EXERCISE INSTRUCTIONS: In the lines from the one containing "For the dataset, pick out the woman's hair" through the one containing "(785, 1224)", inclusive, change "wet ground" to "damp ground" and give those lines again, leaving everything else as it is.

(Records of labeled points)
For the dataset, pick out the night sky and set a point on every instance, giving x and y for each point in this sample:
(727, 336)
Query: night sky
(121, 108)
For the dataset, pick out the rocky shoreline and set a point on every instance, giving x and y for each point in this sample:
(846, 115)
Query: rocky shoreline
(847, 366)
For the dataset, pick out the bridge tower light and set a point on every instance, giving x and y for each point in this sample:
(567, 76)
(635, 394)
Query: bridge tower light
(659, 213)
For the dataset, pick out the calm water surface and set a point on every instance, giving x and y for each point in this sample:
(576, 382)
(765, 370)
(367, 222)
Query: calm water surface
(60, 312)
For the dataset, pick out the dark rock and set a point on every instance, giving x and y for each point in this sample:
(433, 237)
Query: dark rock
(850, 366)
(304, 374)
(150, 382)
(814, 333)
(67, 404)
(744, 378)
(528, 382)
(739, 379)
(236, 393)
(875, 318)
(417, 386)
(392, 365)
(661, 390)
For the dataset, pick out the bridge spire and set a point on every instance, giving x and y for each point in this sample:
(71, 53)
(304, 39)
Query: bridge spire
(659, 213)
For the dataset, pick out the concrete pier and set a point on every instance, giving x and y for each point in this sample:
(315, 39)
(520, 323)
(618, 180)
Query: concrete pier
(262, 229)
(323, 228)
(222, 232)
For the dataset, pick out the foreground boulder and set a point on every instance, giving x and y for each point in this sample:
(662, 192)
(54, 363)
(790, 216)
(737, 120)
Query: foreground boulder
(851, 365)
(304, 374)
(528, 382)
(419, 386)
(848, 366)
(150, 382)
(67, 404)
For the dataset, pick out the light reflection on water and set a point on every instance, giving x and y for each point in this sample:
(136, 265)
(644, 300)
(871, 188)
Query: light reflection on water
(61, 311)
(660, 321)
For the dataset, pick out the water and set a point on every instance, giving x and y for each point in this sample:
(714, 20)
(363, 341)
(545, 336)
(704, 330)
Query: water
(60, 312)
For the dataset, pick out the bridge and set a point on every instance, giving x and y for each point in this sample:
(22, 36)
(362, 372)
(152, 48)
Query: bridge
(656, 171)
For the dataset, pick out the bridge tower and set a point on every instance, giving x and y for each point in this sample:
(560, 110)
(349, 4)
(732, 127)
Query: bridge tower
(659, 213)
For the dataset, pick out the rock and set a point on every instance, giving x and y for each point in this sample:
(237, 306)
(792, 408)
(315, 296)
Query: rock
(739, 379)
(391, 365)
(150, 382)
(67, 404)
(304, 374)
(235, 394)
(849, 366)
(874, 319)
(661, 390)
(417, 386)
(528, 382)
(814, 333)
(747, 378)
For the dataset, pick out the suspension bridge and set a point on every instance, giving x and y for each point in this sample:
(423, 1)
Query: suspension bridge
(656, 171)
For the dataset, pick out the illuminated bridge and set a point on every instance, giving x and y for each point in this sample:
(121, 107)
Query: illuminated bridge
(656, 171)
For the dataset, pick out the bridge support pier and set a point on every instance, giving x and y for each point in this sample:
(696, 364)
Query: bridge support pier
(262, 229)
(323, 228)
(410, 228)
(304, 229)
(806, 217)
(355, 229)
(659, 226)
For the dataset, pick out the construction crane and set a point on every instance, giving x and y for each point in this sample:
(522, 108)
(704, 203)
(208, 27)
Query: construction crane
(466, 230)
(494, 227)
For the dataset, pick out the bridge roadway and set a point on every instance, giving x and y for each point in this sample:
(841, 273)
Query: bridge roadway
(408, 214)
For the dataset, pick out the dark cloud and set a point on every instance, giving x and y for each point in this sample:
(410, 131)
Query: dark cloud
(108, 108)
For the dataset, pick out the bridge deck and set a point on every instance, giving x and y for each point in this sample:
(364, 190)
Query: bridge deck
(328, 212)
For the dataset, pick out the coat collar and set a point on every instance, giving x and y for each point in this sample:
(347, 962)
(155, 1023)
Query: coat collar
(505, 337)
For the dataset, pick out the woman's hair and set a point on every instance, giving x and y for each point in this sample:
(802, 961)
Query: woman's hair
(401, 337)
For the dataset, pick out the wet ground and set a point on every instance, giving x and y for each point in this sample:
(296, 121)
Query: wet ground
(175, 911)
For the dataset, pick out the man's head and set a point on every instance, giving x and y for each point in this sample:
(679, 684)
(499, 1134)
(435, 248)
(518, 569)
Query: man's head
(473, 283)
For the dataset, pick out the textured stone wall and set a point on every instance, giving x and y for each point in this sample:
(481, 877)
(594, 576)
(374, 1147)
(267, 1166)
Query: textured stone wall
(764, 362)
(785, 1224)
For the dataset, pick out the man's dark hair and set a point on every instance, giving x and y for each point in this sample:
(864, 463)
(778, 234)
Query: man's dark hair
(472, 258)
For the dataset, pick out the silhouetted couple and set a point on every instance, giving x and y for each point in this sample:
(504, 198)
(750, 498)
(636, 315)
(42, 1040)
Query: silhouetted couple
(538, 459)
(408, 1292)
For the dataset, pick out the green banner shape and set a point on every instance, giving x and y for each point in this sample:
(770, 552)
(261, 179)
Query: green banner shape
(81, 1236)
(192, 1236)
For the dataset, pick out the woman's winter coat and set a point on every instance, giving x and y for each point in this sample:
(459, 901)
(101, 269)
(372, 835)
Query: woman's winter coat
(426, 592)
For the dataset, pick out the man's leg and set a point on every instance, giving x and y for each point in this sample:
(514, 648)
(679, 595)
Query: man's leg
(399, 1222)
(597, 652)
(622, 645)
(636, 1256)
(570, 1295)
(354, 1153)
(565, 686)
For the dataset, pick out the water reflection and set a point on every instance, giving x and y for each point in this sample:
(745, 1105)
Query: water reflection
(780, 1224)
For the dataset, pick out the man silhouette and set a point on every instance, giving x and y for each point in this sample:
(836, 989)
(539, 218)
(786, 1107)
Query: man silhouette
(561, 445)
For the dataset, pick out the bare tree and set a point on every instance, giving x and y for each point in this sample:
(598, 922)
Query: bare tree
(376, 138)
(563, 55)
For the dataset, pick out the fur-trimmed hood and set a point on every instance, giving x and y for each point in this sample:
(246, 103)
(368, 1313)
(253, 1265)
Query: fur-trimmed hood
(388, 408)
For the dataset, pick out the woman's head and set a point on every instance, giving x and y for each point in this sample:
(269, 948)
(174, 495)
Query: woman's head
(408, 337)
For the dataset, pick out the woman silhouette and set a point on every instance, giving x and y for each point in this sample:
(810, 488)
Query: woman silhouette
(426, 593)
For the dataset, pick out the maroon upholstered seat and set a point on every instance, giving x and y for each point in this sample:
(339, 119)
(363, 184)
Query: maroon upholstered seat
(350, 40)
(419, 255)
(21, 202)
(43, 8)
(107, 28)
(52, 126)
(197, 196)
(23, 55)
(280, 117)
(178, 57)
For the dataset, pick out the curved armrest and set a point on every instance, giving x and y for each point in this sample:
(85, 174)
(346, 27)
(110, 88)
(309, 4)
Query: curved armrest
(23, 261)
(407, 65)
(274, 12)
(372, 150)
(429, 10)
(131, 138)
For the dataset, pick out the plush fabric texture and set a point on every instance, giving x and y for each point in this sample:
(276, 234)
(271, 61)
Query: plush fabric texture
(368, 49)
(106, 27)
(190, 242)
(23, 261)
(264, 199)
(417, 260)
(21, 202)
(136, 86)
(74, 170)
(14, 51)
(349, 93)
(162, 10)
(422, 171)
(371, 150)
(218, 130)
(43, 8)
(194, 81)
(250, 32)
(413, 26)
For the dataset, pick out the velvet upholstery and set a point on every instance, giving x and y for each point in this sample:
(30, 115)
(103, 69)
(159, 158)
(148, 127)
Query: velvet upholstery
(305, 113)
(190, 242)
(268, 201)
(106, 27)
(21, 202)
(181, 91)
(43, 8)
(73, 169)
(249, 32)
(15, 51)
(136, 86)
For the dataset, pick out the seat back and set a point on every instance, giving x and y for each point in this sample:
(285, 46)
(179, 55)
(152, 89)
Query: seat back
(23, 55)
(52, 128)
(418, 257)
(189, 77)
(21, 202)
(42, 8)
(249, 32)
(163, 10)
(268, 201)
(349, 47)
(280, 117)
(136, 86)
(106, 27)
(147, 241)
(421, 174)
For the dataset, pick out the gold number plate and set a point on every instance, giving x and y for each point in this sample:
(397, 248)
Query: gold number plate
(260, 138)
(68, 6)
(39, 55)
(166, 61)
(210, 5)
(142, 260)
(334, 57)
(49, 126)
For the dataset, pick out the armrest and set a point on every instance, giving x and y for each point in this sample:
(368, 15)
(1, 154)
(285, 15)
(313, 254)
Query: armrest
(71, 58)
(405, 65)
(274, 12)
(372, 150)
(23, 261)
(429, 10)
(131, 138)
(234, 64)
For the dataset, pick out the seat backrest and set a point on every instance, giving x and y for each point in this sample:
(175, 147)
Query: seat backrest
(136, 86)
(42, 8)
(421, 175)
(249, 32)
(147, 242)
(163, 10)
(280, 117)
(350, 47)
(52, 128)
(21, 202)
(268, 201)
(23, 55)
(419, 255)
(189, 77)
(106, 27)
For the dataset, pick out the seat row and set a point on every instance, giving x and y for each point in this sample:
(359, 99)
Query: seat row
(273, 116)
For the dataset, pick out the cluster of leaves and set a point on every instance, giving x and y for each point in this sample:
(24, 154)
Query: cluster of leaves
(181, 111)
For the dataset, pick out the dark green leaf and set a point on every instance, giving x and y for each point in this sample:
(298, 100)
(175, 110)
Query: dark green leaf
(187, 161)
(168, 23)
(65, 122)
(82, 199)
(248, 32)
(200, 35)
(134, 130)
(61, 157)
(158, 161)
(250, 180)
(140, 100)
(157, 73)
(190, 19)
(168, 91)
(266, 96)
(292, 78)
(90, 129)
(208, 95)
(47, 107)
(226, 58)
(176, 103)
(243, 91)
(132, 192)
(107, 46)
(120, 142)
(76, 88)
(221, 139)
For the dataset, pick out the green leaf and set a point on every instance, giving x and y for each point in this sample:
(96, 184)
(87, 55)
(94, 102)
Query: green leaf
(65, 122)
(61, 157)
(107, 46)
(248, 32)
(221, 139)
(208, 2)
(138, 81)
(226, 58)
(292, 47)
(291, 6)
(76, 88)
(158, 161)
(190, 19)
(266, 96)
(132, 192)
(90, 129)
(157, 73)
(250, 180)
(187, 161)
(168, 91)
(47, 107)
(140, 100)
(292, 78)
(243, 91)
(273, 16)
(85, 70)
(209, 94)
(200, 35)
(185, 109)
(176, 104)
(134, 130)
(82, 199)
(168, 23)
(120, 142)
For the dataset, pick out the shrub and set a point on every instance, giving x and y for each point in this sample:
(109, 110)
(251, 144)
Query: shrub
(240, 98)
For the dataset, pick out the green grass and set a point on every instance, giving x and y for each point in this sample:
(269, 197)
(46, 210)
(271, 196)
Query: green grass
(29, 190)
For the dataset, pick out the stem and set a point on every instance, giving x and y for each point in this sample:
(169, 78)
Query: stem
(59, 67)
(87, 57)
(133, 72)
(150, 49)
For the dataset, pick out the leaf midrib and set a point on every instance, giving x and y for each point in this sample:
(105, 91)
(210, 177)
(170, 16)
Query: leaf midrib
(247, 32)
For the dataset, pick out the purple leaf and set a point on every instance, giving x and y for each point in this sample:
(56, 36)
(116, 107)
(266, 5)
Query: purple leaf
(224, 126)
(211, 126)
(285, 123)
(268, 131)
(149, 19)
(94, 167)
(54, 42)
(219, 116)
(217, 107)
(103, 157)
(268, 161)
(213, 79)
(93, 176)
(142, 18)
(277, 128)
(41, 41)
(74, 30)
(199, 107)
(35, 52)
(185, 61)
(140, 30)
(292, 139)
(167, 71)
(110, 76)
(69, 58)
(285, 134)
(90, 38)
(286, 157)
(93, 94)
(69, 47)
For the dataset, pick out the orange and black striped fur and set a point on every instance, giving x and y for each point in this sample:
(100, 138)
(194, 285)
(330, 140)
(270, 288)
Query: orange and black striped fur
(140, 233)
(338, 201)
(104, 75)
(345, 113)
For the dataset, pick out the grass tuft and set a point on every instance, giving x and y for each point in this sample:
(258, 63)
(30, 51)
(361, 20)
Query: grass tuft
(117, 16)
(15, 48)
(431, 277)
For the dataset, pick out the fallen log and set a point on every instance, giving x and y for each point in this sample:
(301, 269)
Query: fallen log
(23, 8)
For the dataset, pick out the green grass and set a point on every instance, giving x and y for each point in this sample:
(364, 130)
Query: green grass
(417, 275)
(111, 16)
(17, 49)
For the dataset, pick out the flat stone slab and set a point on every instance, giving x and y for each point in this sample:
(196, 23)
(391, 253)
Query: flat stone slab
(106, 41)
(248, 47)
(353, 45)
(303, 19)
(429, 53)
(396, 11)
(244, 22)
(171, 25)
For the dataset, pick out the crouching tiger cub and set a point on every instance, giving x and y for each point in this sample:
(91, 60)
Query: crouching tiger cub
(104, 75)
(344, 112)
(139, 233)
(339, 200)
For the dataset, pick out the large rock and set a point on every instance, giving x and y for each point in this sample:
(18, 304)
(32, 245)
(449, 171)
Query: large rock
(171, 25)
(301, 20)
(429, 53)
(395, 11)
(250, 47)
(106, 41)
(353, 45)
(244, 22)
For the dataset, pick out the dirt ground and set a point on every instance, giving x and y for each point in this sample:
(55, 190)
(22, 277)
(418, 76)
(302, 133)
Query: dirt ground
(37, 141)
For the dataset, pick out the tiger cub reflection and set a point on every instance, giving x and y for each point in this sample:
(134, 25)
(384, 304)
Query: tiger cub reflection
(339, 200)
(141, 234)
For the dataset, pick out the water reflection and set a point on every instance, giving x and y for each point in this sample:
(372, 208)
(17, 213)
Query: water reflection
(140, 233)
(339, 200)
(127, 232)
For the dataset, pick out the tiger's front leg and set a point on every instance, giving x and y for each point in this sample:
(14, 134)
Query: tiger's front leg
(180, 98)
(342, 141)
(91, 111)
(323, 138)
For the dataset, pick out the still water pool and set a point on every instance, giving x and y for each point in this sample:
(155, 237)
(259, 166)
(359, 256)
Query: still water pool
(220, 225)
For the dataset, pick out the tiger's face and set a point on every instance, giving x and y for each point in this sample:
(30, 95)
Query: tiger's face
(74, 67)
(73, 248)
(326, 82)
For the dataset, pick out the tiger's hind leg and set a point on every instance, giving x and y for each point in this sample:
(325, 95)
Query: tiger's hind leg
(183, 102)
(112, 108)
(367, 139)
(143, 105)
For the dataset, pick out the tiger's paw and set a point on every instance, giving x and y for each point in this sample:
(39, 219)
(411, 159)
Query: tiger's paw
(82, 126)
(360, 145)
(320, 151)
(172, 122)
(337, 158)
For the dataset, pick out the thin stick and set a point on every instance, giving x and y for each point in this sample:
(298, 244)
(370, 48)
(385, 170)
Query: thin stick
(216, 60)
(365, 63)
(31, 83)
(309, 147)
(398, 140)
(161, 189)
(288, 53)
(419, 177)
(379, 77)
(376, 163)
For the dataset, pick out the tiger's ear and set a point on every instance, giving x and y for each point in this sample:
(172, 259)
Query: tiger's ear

RESULT:
For the dataset, pick out the woman's hair and set a point on every instance, giving x and y for each point in this sample:
(802, 961)
Query: woman's hair
(401, 337)
For the dataset, pick out the damp ground and set a point on every instance, giving x and y for each point in this sample:
(296, 121)
Query: damp ground
(175, 911)
For the dataset, pick out the man's head and set a point on every instance, giving x and y for each point in this sample:
(679, 684)
(499, 1134)
(435, 248)
(518, 569)
Query: man's head
(473, 283)
For the dataset, pick out the textured stone wall and set a point on every instance, giving x and y for each point in this sample:
(481, 877)
(594, 576)
(374, 1147)
(267, 1166)
Query: textured stone wall
(764, 362)
(785, 1224)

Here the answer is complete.